(Supplied data begins)
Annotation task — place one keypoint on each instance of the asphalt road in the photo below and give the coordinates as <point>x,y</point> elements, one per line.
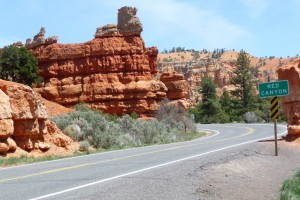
<point>127,174</point>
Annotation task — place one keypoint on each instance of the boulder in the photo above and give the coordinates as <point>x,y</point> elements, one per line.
<point>23,120</point>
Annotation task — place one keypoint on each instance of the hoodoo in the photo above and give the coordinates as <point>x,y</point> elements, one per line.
<point>113,72</point>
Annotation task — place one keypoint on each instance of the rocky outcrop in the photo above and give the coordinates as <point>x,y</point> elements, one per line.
<point>291,103</point>
<point>112,72</point>
<point>178,87</point>
<point>39,39</point>
<point>23,119</point>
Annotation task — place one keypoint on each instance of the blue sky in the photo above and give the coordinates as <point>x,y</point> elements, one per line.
<point>260,27</point>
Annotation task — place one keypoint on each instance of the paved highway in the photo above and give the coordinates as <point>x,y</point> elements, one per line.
<point>127,174</point>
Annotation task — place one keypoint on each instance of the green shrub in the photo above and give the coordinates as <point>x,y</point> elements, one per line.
<point>91,127</point>
<point>84,145</point>
<point>290,189</point>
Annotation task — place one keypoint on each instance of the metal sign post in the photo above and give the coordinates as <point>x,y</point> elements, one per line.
<point>274,116</point>
<point>273,90</point>
<point>275,132</point>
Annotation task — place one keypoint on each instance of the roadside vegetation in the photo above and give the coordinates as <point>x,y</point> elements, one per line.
<point>239,105</point>
<point>92,128</point>
<point>98,132</point>
<point>290,189</point>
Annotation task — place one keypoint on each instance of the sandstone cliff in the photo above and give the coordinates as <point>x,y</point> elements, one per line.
<point>291,103</point>
<point>23,121</point>
<point>112,72</point>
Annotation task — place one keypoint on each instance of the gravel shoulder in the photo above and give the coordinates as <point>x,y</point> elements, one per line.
<point>252,173</point>
<point>247,172</point>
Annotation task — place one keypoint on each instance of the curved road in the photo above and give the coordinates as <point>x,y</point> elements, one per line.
<point>109,175</point>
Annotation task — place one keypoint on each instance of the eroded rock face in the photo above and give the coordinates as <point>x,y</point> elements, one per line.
<point>112,72</point>
<point>178,87</point>
<point>291,103</point>
<point>23,119</point>
<point>39,39</point>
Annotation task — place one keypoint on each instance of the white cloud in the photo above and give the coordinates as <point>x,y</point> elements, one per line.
<point>255,7</point>
<point>186,24</point>
<point>4,41</point>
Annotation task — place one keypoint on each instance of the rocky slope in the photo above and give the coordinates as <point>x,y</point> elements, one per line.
<point>113,72</point>
<point>24,123</point>
<point>220,66</point>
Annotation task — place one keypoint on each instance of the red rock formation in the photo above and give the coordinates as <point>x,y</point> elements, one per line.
<point>178,87</point>
<point>23,119</point>
<point>291,103</point>
<point>112,72</point>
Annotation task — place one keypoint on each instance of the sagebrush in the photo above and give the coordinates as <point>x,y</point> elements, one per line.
<point>91,127</point>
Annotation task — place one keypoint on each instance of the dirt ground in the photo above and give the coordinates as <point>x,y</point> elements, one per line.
<point>253,174</point>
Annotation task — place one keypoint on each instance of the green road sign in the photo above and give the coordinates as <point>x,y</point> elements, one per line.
<point>273,89</point>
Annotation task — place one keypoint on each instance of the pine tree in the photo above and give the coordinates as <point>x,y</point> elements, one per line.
<point>18,65</point>
<point>244,81</point>
<point>210,110</point>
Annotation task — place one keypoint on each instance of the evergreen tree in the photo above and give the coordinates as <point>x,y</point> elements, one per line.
<point>17,64</point>
<point>244,81</point>
<point>210,110</point>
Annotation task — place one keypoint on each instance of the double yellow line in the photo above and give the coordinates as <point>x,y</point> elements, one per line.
<point>250,130</point>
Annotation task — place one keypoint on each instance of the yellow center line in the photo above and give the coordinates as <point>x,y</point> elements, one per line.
<point>250,130</point>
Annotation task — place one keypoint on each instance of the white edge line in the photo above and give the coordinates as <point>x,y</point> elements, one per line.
<point>112,151</point>
<point>148,168</point>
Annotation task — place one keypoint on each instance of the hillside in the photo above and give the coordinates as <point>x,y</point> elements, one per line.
<point>265,65</point>
<point>219,65</point>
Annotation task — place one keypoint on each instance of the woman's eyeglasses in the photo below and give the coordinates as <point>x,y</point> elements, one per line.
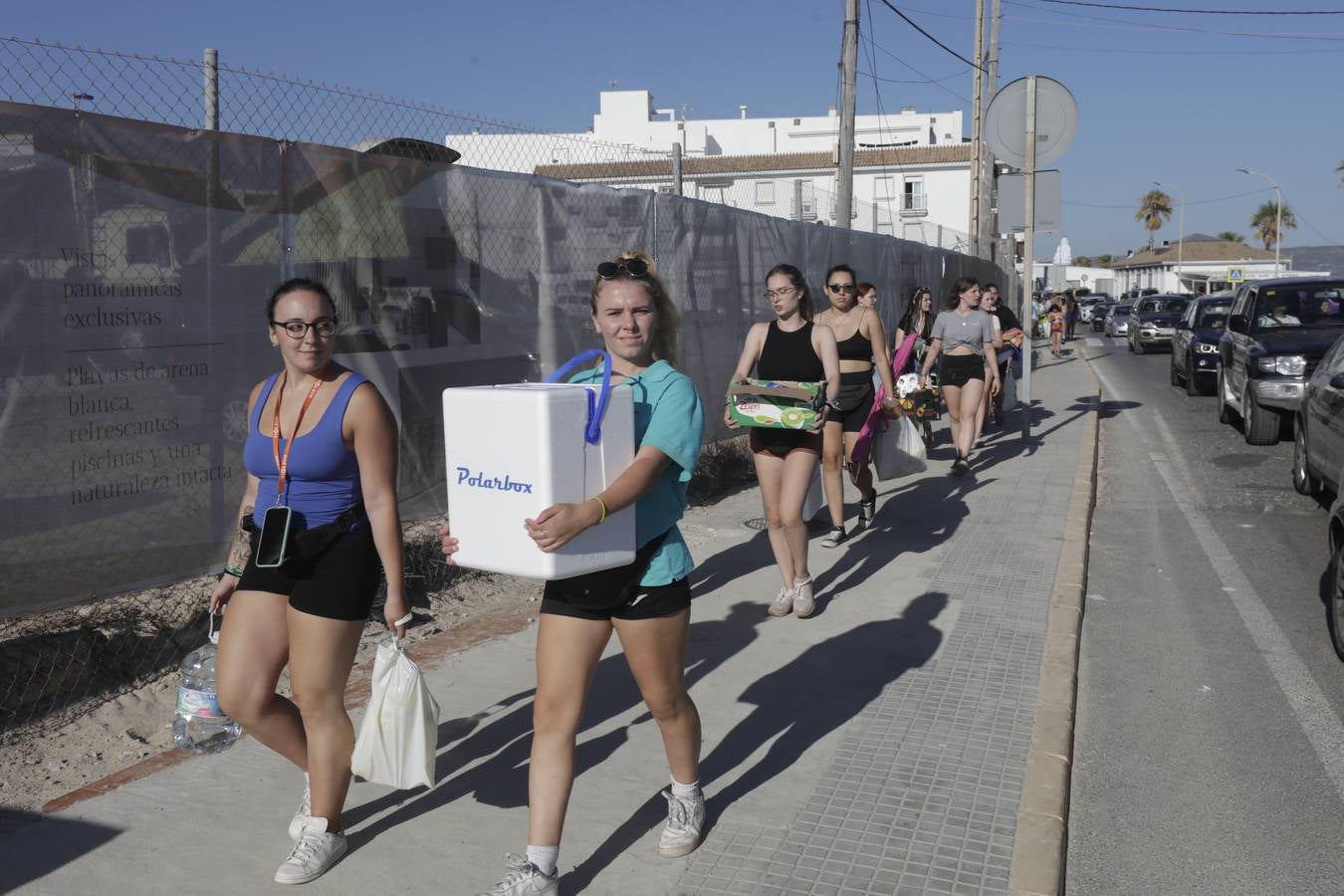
<point>325,327</point>
<point>632,266</point>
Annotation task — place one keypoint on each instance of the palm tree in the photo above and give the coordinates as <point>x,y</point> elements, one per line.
<point>1265,223</point>
<point>1155,208</point>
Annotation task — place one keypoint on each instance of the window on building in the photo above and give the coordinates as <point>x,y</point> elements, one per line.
<point>913,198</point>
<point>806,195</point>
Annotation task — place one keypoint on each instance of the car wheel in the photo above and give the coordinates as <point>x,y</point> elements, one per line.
<point>1304,480</point>
<point>1258,425</point>
<point>1191,381</point>
<point>1335,575</point>
<point>1225,414</point>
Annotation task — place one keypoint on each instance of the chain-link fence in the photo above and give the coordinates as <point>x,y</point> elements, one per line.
<point>153,203</point>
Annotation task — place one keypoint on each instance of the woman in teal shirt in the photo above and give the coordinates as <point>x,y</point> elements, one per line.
<point>647,603</point>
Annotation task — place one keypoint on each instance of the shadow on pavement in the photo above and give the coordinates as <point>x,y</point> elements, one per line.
<point>795,706</point>
<point>502,780</point>
<point>61,841</point>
(Supplied data ends)
[What you are asked to do]
Leave out the pictures, then copy all the remaining text in the records exactly.

[Solution for this exercise]
Annotation task — place one keypoint on each instance of the asphalt road in the photo below and give the coordinates as <point>x,y</point> elements, one per line.
<point>127,174</point>
Annotation task — place one keypoint on each instance of the boulder in the photo above and give the coordinates as <point>x,y</point> elements, one per line.
<point>23,120</point>
Annotation task — place one keypoint on each instance of the hoodoo in the photo above and give the coordinates as <point>x,y</point> elements, one per line.
<point>113,72</point>
Annotation task — place one keypoint on each instance of the rocky outcrop in the photo above and give the coordinates as <point>x,y</point> elements, one per line.
<point>291,103</point>
<point>112,72</point>
<point>178,87</point>
<point>39,39</point>
<point>23,119</point>
Annotation task — place one keypoint on each instance of the blue sky in the photo above and give the coordinates as <point>x,y</point> elements, one per line.
<point>260,27</point>
Annotation task — place one keypoint on each instance of the paved highway in the photo above and give the coordinates as <point>x,y</point> elements, one per line.
<point>127,174</point>
Annotation task — place one keypoint on each instance of the green shrub in the photo above and give the coordinates as <point>x,y</point> elements, one per line.
<point>91,127</point>
<point>84,145</point>
<point>290,189</point>
Annotation task — place one keypoint on each instance of the metal sign post in the photo above and give the coordinates as <point>x,y</point> elements, one per line.
<point>274,116</point>
<point>273,90</point>
<point>275,132</point>
Annotation task — place one keypoint on each instance of the roadside vegetation in the photo above and give the coordinates as <point>x,y</point> elements, one per line.
<point>239,105</point>
<point>92,128</point>
<point>98,132</point>
<point>290,189</point>
Annotation task — place one keypoint on each instance of the sandstone cliff in the photo above and give the coordinates as <point>x,y</point> elements, one per line.
<point>291,103</point>
<point>23,121</point>
<point>112,72</point>
Annotation task — place one keypoint on each instance of the gravel shoulder in the photo above and give the coordinates as <point>x,y</point> elements, one per line.
<point>252,173</point>
<point>247,172</point>
Annotation task — place one keypoint on each instance of the curved road in the photo above and give the coordinates as <point>x,y</point> elements, one per line.
<point>109,175</point>
Annotation task — place one keypoint on each instance of the eroded rock face in the photo above and give the coordinates as <point>x,y</point> elements, one per line.
<point>112,72</point>
<point>178,87</point>
<point>291,103</point>
<point>23,119</point>
<point>39,39</point>
Annotation task — place one keypoint on each instance of the white cloud in the photo above and give the coordinates as <point>x,y</point> elements, one per line.
<point>255,7</point>
<point>186,24</point>
<point>4,41</point>
Annotation task — place one keypoint on each instance of the rocky slope in the photo above and give the coordinates as <point>x,y</point> elements, one per line.
<point>113,72</point>
<point>24,123</point>
<point>220,66</point>
Annotation task — place one keypoint on each instance of the red rock formation in the photo above and give the coordinates as <point>x,y</point> elements, one per line.
<point>178,87</point>
<point>23,119</point>
<point>291,103</point>
<point>112,72</point>
Annotation task — place one keypoint on each instance of the sagebrush in the photo above and give the coordinates as <point>x,y</point> elements, one per line.
<point>91,127</point>
Annotation task — place one keypoint on each instance of the dirt ground in the photo above and give the coordinates as <point>x,y</point> elements, one per line.
<point>253,174</point>
Annotation task — place one keypoint on each instance of the green road sign in the photo above and give the coordinates as <point>x,y</point> elements, one per line.
<point>273,89</point>
Annotation task — place one keypoint on each instance of the pine tree in the photo above and give the coordinates as <point>x,y</point> elements, one per line.
<point>18,65</point>
<point>244,81</point>
<point>210,110</point>
Annotation task — place one keypoint on each instance of the evergreen tree in the photo above and give the coordinates as <point>x,y</point> elements, one per line.
<point>17,64</point>
<point>244,81</point>
<point>210,110</point>
Annotation task — place one keypoint on each instance of the double yellow line in the photo above and give the coordinates as <point>x,y</point> elements, one per line.
<point>250,130</point>
Annotation task — place one keypoint on each instance of the yellow center line in the photo above and give the coordinates as <point>x,y</point> elements, one per line.
<point>250,130</point>
Annotation task — place one keypoint on each instance of the white edge line in the photo above and give the coordinates as <point>x,y</point> elements, one per line.
<point>112,151</point>
<point>148,168</point>
Annotation task — place one keypoint on each instance of the hillside in the photo above and give the coordinates as <point>x,y</point> elements, one per line.
<point>265,65</point>
<point>219,65</point>
Annotation task — place one keypoint on each instance of the woman's eyeglasses in the photo below and give the coordinates as <point>x,y</point> elements, one per line.
<point>325,327</point>
<point>632,266</point>
Annotation task — place one keypoint on each instance of the palm tree in the photo above and give the coordinates as <point>x,y</point> elements, one per line.
<point>1265,223</point>
<point>1155,208</point>
Annotation task — place one keypoint on each instance of the window on building in the photo above and give the coordinates as <point>x,y</point> elements, one per line.
<point>913,198</point>
<point>806,195</point>
Annotation task — place one keypoint on each instance of the car wheel in the photo above and give the coordinates as <point>x,y</point> elements, one per line.
<point>1304,480</point>
<point>1258,425</point>
<point>1191,381</point>
<point>1335,575</point>
<point>1225,414</point>
Annotation task — place one keypoint on each instance of the chain-link fence in the photo above and give the coordinates as <point>x,y</point> elements, one per line.
<point>153,203</point>
Annotation task — place one keypoint on each instance of the woman in teal shirt in the photo above and give the coordinates as <point>x,y</point> elements, one per line.
<point>647,603</point>
Annotation task — place one keypoint on each instance of the shadow on pavement in the photo above and give the coordinates as <point>x,y</point> elements, one per line.
<point>795,706</point>
<point>502,780</point>
<point>61,841</point>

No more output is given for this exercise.